### WRITTEN PROBLEM 1
Retype the lines of the records starting at the line that contains "755, row 87." and ending at the line that contains "column 178, row 988", keeping both of those lines.
** start of DOCUMENT EXTRACT **
Guido Schepens began to destabilize this dismissive orthodoxy concerning Ephorus, and fourth-century Greek historiography generally, in the 1970’s.[1] Parmeggiani has taken Ephorus’ rehabilitation, and vindication, further in this careful study of the fragments and their contexts. He begins by reviewing the dominant questions and debates concerning Ephorus’ historical writing: authorship of the thirtieth book of the Histories, the putative apprenticeship under Isocrates, problems associated with Diodorus as “cover text” for Ephorus, and above all the question of Ephorus and “rhetorical historiography.”

As most of us now realize, “rhetorical history” was always a wrong-footed, fuzzy, and unhelpful conception, but it had great staying power in modern works on Greek historiography. As Parmeggiani drily notes, “As a matter of fact, any historiography—be it ancient or modern—is a rhetorical construct insofar as it is a discourse that cares for the representation of facts, provides evidence and argues for or against a thesis, and reconstructs events by presenting its own point of view” (37).
** end of DOCUMENT EXTRACT **
** start of SUPPLIED MATERIAL **
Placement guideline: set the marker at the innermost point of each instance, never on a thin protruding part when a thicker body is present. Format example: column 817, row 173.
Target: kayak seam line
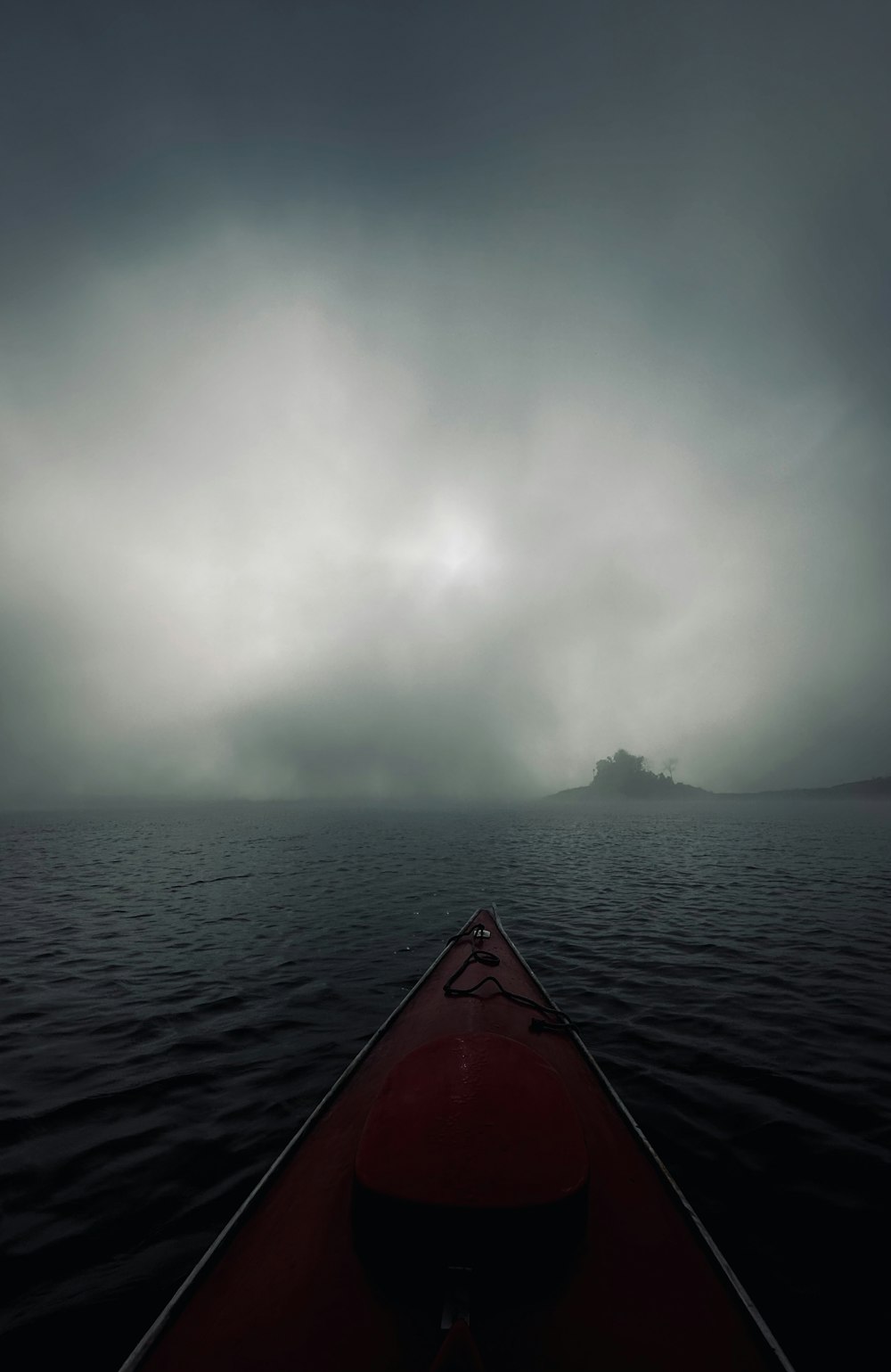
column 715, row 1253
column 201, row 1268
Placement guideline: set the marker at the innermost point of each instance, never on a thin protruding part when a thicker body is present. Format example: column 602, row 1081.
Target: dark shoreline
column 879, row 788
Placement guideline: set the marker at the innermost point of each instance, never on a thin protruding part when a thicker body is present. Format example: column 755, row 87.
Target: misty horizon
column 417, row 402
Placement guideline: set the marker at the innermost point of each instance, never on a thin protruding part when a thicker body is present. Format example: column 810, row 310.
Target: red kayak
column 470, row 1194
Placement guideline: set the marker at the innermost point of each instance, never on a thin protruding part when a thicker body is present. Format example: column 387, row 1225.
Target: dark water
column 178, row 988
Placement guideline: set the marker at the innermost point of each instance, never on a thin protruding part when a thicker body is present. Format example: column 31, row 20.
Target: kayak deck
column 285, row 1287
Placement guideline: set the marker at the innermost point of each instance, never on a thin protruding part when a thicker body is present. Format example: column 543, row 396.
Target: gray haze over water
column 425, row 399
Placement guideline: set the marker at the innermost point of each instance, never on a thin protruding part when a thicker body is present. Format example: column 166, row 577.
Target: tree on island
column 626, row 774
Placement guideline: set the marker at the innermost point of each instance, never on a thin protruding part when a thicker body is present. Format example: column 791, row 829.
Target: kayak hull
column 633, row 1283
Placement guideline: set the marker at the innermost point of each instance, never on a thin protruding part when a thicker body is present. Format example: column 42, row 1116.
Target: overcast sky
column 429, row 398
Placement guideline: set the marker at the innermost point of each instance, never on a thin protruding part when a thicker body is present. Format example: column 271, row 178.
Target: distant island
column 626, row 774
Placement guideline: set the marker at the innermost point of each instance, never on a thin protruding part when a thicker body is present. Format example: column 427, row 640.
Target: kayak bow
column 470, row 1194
** end of SUPPLIED MATERIAL **
** start of SUPPLIED MATERIAL **
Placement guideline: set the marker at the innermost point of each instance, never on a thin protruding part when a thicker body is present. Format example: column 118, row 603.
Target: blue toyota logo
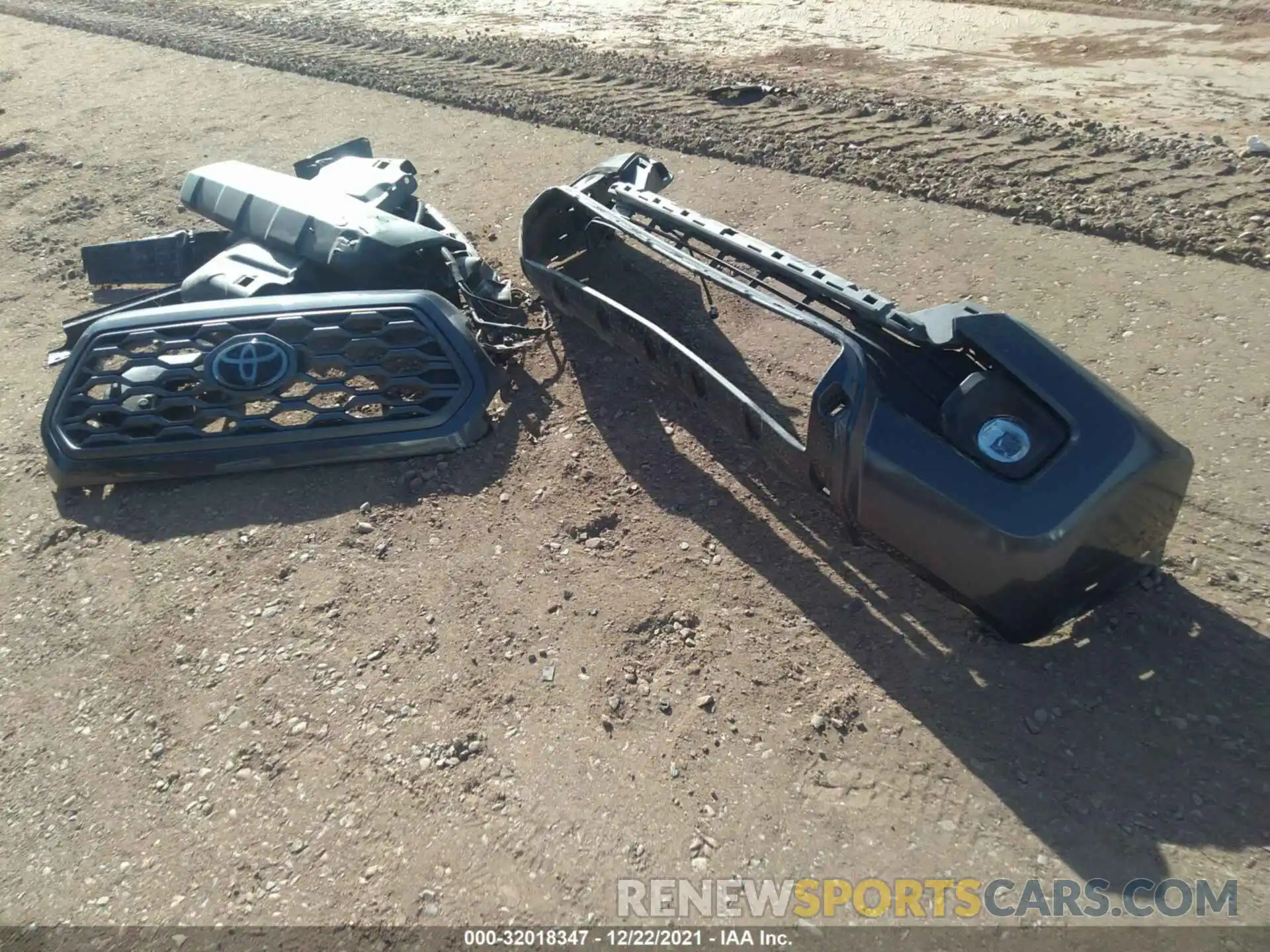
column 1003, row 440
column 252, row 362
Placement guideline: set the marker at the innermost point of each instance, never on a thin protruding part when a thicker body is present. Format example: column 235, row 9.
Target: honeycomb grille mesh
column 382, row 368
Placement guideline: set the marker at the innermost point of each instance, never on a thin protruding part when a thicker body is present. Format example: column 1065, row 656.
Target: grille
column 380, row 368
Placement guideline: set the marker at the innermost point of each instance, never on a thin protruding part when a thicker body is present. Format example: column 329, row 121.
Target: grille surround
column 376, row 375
** end of SUPPLIED MATERIAL **
### WRITTEN PROBLEM 2
According to the review excerpt on Ephorus, who began to destabilize the dismissive orthodoxy concerning Ephorus in the 1970s?

### PROBLEM SOLUTION 1
Placement guideline: set the marker at the innermost point of each instance, never on a thin protruding part when a thicker body is present. Format example: column 755, row 87.
Target: misty horizon
column 417, row 402
Placement guideline: set the marker at the innermost point of each instance, never on a thin protruding part when a thicker body is present. Format example: column 810, row 310.
Target: red kayak
column 470, row 1194
Placement guideline: set the marker at the innermost point of each instance, never on a thin protruding part when a thicker body is present. Format example: column 387, row 1225.
Target: dark water
column 178, row 988

### PROBLEM SOLUTION 2
Guido Schepens